DATASET RECORDS:
<<<<

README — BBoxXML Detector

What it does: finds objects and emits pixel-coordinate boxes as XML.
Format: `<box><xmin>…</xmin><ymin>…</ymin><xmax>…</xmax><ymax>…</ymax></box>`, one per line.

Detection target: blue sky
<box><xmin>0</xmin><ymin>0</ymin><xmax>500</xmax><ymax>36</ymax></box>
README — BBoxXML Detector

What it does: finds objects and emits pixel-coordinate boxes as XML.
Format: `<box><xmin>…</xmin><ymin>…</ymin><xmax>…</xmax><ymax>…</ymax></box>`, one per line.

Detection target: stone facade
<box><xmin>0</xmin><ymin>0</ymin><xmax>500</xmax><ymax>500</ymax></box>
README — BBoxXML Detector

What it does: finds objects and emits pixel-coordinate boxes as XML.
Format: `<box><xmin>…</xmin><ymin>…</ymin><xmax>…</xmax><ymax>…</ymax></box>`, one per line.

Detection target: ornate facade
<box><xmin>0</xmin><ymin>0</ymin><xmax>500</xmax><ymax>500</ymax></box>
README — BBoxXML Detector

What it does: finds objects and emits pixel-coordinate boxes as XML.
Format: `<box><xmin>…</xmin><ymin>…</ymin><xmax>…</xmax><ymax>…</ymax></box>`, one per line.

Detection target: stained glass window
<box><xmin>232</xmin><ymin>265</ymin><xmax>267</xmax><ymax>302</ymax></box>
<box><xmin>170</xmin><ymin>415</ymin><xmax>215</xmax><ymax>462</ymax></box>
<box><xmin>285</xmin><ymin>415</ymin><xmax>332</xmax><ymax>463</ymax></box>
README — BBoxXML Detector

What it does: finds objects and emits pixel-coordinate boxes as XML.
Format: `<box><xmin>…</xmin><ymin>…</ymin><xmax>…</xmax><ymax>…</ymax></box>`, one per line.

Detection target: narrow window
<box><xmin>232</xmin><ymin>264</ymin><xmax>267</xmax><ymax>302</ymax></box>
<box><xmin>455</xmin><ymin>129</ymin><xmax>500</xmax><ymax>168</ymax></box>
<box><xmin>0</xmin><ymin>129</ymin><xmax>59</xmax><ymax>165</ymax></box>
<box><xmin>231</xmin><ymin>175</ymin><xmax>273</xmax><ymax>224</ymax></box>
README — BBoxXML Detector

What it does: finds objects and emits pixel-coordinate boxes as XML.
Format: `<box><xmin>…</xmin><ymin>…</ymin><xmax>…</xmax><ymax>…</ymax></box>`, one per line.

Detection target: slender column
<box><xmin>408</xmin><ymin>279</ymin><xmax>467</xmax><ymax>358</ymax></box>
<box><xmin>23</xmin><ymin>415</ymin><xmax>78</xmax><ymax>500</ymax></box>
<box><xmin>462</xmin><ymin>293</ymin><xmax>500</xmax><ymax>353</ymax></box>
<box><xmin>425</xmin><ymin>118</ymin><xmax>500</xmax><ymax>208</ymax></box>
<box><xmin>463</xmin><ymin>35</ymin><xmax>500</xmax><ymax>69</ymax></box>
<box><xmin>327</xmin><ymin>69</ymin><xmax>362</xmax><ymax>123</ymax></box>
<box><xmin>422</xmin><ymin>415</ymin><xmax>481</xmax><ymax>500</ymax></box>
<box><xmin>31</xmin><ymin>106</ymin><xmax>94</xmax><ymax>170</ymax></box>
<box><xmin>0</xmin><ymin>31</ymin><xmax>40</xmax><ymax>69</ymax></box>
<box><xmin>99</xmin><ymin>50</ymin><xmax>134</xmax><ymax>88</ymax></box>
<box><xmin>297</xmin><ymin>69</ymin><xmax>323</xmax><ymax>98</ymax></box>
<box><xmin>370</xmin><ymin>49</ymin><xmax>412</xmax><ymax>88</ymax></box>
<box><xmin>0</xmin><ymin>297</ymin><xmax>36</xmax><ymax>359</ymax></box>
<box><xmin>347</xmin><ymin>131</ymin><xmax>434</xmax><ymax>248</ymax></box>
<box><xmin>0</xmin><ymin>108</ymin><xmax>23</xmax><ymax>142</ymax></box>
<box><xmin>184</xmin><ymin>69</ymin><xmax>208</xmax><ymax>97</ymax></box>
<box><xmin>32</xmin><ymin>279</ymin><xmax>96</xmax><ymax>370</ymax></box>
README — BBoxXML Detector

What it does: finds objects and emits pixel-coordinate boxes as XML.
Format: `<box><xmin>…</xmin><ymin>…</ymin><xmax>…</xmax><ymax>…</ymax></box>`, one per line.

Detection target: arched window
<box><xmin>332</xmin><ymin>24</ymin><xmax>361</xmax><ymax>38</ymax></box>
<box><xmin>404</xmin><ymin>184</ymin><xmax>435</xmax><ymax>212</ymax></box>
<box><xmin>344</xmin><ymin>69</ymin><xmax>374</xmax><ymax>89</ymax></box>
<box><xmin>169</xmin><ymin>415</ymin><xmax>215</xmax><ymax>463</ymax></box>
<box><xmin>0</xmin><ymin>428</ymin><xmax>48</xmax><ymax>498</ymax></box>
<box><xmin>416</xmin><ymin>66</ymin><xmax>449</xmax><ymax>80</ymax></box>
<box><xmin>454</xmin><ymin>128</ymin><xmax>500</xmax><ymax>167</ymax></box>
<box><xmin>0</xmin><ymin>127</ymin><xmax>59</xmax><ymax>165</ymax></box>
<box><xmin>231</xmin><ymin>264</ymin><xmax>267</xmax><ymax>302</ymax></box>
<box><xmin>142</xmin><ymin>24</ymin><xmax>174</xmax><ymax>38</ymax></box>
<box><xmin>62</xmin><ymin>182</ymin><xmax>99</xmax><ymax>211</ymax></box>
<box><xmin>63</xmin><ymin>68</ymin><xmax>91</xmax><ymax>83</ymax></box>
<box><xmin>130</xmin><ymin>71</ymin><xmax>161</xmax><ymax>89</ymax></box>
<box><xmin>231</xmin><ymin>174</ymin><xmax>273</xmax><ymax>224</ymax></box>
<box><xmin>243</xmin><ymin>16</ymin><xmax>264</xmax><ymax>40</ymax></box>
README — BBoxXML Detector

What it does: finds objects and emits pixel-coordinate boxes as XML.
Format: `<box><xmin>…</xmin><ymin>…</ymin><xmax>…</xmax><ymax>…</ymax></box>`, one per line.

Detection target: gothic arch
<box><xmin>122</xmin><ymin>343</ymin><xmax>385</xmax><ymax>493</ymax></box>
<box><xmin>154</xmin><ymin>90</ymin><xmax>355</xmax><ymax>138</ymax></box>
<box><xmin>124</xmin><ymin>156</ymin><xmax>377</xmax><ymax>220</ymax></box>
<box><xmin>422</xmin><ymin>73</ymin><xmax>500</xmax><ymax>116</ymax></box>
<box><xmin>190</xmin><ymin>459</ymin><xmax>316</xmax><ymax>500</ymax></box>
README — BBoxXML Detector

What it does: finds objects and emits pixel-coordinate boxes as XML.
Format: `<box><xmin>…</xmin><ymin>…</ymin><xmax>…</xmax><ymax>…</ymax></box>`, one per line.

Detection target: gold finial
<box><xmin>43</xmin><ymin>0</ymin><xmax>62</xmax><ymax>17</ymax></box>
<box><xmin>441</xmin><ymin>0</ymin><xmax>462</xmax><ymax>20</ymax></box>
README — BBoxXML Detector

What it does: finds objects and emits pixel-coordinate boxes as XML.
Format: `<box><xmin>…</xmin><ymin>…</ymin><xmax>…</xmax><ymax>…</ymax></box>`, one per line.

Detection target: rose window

>>>>

Tally the lines in the entries above that contain the word "Detection", and give only that number.

THE SOLUTION: 10